__Requirement A__
Reproduce the portion of the passage on curing meats starting at "If you don’t" and ending at "keep rodents out.".
__Requirement B__
In the passage on curing meats, what color and texture does good mold have?

If you don’t have a good location already, you can make one. An old refrigerator works well. You can use a timer and sensor to turn the fridge on and off in an effort to keep the interior at just the right temperature. You should be able to find such a controller with a quick online search. To get the humidity level right, you can place a bowl of salt water in the bottom of the fridge and monitor the humidity with a sensor. It can be tricky to get it just right this way, so alternatively, you can put a small humidifier in the fridge with a controller that keeps it set at the right percentage. For airflow, drill a few holes in each side of the fridge and cover them with mesh to keep rodents out.
Recipes for curing meats are very detailed and require more attention than the space of this article. Once you have a good set up ready, though, you can start looking at recipes to use. Make sure you find a reliable source and that you follow the measurements precisely. You need to get the ingredients right to make a safe product. Rest assured, though, that after you have tried curing once or twice, you will find it easy to make delicious meats and sausages.
Safety is more important than any other consideration when making cured meats. This is a very safe way to preserve meat, but as with any type of preservation, there is always a risk. If you do it right and follow some guidelines, you should have no safety concerns.
- When in doubt, throw it out. This is the number one safety rule when curing meats. While the risk of dangerous bacteria may be low, the result of consuming contaminated meat is severe enough to not take any chances. The danger is highest at the beginning of the process, so keep your eye on the meat early on to look for bad signs. Look for bad mold, which is green, black, or furry. At any sign of bad mold, throw it out. Good mold is white and powdery. It should smell like ammonia. Another bad sign is when the outside of the meat hardens. This means the drying happened too quickly and the interior is probably still moist and could be harboring bacteria.

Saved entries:

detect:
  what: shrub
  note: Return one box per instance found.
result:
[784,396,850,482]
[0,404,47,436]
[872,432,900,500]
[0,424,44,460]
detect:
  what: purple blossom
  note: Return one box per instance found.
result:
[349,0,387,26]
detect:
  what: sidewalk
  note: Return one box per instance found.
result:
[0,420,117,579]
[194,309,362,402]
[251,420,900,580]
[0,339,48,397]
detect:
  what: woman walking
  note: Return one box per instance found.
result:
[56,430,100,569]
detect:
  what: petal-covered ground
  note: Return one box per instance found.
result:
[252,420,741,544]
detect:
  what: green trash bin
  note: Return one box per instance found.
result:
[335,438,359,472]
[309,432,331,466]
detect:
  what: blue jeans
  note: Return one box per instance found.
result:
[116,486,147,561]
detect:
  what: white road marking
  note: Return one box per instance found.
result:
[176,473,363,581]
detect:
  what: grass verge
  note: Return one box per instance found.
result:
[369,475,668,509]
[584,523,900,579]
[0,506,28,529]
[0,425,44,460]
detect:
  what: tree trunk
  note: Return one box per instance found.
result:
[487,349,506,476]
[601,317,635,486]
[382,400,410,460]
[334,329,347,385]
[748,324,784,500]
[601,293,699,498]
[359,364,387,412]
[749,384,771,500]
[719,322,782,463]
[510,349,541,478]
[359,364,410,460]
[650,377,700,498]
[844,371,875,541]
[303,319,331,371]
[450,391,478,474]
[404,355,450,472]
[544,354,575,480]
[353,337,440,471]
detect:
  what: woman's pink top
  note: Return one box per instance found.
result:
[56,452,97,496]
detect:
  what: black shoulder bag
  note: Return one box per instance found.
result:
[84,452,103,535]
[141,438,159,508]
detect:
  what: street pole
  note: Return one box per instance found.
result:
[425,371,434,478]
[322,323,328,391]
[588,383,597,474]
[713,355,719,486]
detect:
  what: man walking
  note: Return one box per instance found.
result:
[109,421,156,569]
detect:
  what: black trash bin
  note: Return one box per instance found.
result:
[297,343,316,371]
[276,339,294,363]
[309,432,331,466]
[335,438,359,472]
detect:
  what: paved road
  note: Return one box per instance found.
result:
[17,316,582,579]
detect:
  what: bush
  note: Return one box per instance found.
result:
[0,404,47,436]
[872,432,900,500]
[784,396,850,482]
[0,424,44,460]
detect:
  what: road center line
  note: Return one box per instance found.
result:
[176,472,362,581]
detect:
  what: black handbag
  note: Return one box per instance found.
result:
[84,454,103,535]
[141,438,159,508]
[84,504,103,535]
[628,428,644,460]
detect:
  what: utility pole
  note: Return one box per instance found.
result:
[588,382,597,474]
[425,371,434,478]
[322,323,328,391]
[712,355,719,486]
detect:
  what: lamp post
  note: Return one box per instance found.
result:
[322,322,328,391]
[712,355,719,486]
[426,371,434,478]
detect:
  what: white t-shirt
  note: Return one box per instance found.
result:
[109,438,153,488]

__Your solution A__
If you don’t have a good location already, you can make one. An old refrigerator works well. You can use a timer and sensor to turn the fridge on and off in an effort to keep the interior at just the right temperature. You should be able to find such a controller with a quick online search. To get the humidity level right, you can place a bowl of salt water in the bottom of the fridge and monitor the humidity with a sensor. It can be tricky to get it just right this way, so alternatively, you can put a small humidifier in the fridge with a controller that keeps it set at the right percentage. For airflow, drill a few holes in each side of the fridge and cover them with mesh to keep rodents out.

__Your solution B__
Good mold is white and powdery.